◆ **Passage présenté**
Un avis qui n’a pas été partagé par le Conseil de surveillance : « En examinant l’affaire, la Commission a conclu que la citation ne soutenait pas l’idéologie du parti nazi ou les actes de haine et de violence. Les commentaires des amis de l’utilisateur sur le post soutenaient l’affirmation de l’utilisateur selon laquelle ils cherchaient à comparer la présidence de Donald Trump au régime nazi ».

Le manque de réaction face au traitement des musulmans ouïghours en Chine

Le troisième contenu, publié en Birmanie, concernait « l’absence supposée de réaction au traitement des musulmans ouïghours en Chine, par rapport à la réaction violente aux caricatures en France ». Un post que Facebook a choisi de supprimer car il contenait la phrase « [il y a] quelque chose qui ne va pas avec les musulmans sur le plan psychologique « , une déclaration estimée comme allant à l’encontre de la politique du réseau social sur les discours de haine.

Sur ce point, l’analyse du Conseil de surveillance est la suivante : « La Commission a estimé que si la première partie du post, prise isolément, peut sembler faire une généralisation insultante des musulmans (ou des hommes musulmans), le post doit être lu dans son ensemble, en tenant compte du contexte. (…) Considérant les normes internationales en matière de droits de l’Homme sur la liberté d’expression, la Commission a estimé que, bien que le post puisse être considéré comme péjoratif ou offensant pour les musulmans, il ne prônait pas la haine ni n’incitait intentionnellement à une forme quelconque de préjudice imminent. En tant que tel, le Conseil ne considère pas que sa suppression soit nécessaire pour protéger les droits d’autrui ».

◆ **Extrait de données**
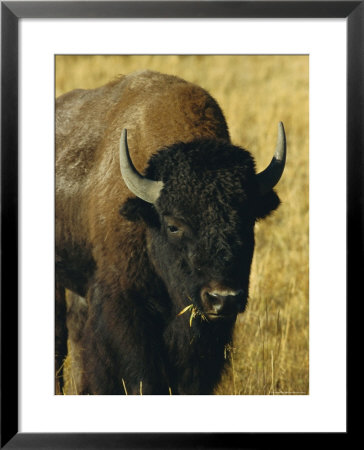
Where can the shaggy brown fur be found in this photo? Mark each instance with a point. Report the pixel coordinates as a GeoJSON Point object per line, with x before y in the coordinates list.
{"type": "Point", "coordinates": [131, 332]}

◆ **Liste des activités**
A: Recopiez fidèlement tout le passage du texte sur le Conseil de surveillance, depuis « Le manque de » jusqu'à « discours de haine. ».
B: Reprenez, s'il vous plaît, le texte sur le Conseil de surveillance à la suite de sa dernière phrase.

◆ **Réponses par numéro**
A:
Le manque de réaction face au traitement des musulmans ouïghours en Chine

Le troisième contenu, publié en Birmanie, concernait « l’absence supposée de réaction au traitement des musulmans ouïghours en Chine, par rapport à la réaction violente aux caricatures en France ». Un post que Facebook a choisi de supprimer car il contenait la phrase « [il y a] quelque chose qui ne va pas avec les musulmans sur le plan psychologique « , une déclaration estimée comme allant à l’encontre de la politique du réseau social sur les discours de haine.

B:
La critique de l’Agence nationale de sécurité du médicament en France

Enfin, le quatrième post venait de France et concernait la Covid-19. Retiré en vertu des règles communautaires sur la désinformation et en raison d’un risque imminent de danger physique, celui-ci critiquait l’Agence nationale de sécurité du médicament et le gouvernement français pour son refus d’autoriser l’usage de l’hydroxychloroquine, médicament qui pouvait, selon l’utilisateur, sauver des vies.

Là encore, le Conseil de surveillance a demandé à ce que le post soit restauré, en expliquant : « La combinaison de ces médicaments qui, selon le post, constitue un remède, n’est pas disponible sans ordonnance en France et le contenu [du post] n’encourage pas les gens à acheter ou à prendre des médicaments sans ordonnance. Compte tenu de ces facteurs et d’autres facteurs contextuels, la Commission a noté que Facebook n’avait pas démontré que le message atteindrait le niveau de préjudice imminent, comme l’exigent ses propres règles communautaires ».

Facebook répond à son Conseil de surveillance

Suite à ces décisions, Facebook aura pour obligation de rétablir les quatre posts concernés. Dans un article publié sur son blog, le réseau social a tout de même tenu à répondre à son Conseil de surveillance : « Aujourd’hui, le Conseil de surveillance a publié ses décisions sur la première série de cas qu’il a choisi d’examiner. Nous mettrons en œuvre ces décisions exécutoires conformément aux règlements et avons déjà rétabli trois des contenus concernés, comme l’a demandé le Conseil de surveillance. Nous avions déjà rétabli le post de sensibilisation au cancer du sein l’année dernière, car il n’enfreignait pas nos politiques et avait été supprimé par erreur ».

En outre, le réseau social annonce qu’il publiera prochainement, à la demande de son Conseil de surveillance, une politique de modération plus claire et transparente quant à la désinformation liée à la Covid-19. Il s’engage également à appliquer les décisions rendues par sa commission à d’autres contenus similaires publiés sur sa plateforme, promettant que « leurs recommandations auront un impact durable sur la manière dont nous structurons nos politiques ».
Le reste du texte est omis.